Text block:
Over and Out Moto

Babes in the Dirt Proudly Supports East Coast's Ladies Only Over and Out Moto Adventure

We love events that gets ladies off the grid and on two wheels. Our dear friend Kelly has created her own event, Over and Out, for east coast ladies looking to improve their off-roading skills and connect with more like minded people who enjoy the sport. There is still room to join so read! 

Babes in the Dirt

Over And Out is for ladies who ride all levels of off-road motorcycles, dirt bikes, enduros and more! In the Northeast, public riding land is nearly non-existent, so they are opening the gates to 1,000 acres of private extensive trail network and a variety of street-legal terrain options just for their attendees!

EVENT DETAILS

Date: FRIDAY 6/22 4pm - SUNDAY 6/24 2pm.  SAT & SUN are the only riding days, mandatory riders meeting SATURDAY 8:30am. 

Location: Bear Creek Sportsmen riding club's 1,000 acre private property in Hancock NY.  More about the property here

Riding Options:  See the current schedule and riding options here

  • New riders can cruise beginner-friendly grass tracks and fields, or sign up* for a 1-hour group lesson (bike included).
  • Intermediate to advanced woods and trail riders can rip a variety of marked woods loops on-site. (Full dirt tires required). 
  • Dual sport/adventure riders can pick up a REV'IT route map and explore local routes off-site or sign up* for a guided intermediate dual-sport ride.

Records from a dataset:
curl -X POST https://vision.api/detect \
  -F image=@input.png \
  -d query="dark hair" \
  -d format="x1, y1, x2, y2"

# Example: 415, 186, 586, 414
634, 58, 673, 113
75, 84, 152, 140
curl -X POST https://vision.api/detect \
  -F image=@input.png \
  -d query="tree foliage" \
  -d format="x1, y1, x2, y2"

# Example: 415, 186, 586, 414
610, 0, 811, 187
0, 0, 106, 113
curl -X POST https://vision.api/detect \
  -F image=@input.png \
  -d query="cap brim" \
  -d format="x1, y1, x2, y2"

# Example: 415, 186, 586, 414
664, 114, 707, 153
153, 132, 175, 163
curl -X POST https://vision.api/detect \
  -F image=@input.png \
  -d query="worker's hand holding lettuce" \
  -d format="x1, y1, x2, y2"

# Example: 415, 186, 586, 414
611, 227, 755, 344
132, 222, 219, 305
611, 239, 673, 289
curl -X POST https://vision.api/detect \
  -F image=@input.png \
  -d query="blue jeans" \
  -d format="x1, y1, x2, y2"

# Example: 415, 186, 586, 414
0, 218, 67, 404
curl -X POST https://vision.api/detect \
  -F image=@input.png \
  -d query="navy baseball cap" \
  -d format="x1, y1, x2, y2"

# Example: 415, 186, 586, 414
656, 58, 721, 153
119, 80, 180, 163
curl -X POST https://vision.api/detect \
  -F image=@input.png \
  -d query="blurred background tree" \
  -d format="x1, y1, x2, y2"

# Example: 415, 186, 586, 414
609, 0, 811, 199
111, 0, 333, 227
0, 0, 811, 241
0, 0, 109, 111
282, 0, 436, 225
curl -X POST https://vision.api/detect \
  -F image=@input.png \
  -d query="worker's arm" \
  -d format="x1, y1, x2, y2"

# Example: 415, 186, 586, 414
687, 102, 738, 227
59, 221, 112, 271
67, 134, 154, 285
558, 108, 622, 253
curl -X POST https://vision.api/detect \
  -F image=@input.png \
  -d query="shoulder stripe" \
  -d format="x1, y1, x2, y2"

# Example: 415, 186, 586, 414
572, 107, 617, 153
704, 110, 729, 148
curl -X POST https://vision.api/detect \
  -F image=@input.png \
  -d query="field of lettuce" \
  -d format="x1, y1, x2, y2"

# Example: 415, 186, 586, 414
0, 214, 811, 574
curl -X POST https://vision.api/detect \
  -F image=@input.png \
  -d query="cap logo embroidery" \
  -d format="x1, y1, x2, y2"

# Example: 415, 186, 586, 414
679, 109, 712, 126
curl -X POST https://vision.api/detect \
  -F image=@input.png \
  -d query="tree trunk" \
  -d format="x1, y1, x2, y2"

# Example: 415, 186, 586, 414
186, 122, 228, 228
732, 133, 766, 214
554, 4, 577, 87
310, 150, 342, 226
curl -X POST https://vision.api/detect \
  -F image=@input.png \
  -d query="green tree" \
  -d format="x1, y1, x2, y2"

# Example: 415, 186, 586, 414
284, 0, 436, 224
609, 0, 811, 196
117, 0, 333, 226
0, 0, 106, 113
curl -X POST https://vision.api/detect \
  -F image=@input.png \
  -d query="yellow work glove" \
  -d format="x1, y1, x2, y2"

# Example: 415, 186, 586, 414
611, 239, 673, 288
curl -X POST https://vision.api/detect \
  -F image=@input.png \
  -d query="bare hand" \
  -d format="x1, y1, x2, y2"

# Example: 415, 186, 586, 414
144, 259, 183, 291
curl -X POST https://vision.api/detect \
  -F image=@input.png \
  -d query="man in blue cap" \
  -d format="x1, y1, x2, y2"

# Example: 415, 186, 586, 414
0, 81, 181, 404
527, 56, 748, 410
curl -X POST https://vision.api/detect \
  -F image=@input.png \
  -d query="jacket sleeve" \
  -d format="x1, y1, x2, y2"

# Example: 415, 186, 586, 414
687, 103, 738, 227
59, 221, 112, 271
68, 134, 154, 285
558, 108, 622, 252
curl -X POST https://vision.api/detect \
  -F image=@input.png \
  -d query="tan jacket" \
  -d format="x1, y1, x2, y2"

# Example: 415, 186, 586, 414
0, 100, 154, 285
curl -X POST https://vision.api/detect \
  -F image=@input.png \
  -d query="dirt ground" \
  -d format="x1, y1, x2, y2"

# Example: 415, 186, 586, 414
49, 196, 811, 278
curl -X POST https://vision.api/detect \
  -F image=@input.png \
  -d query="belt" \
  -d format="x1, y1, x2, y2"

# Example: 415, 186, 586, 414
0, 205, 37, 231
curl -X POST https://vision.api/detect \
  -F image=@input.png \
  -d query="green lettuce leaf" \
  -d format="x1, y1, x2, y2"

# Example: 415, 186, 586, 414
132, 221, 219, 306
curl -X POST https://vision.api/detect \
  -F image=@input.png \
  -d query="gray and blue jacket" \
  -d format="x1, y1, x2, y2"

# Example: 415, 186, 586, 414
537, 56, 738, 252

Required work:
1/ According to the Over and Out Moto page, when is the mandatory riders meeting?
2/ Please extend the Over and Out Moto page, picking up right after its last sentence.
You won't need the records for this.

Final results:
1/ Saturday at 8:30am.

2/
The event is for ladies only, age 21+ and will be held rain or shine.  Please read all info and FAQ's on https://www.overandoutmoto.com

Have fun ladies and we hope to join you next year! - A & A 

Meet Kelly McCaughey and Get Ready for the Ladies Only Over and Out Moto Event!

With a love for off-roading, a "hell yeah" attitude, and organizational skills like no other, our dear friend Kelly McCaughey launched into her first event production for off-road loving ladies called Over and Out Moto. Over And Out is a ladies-only campout experience for girls who ride (or want to ride) Woods and Enduro dirt bikes, as well as Dual-Sports and Adventure bikes. Their first event is being held June 22-24th in Hancock, NY (just a couple hours from NYC). We are proud to sponsor this event and can't wait to see this east coast off-roading event become a staple in the dirt, enduro, adventure communities!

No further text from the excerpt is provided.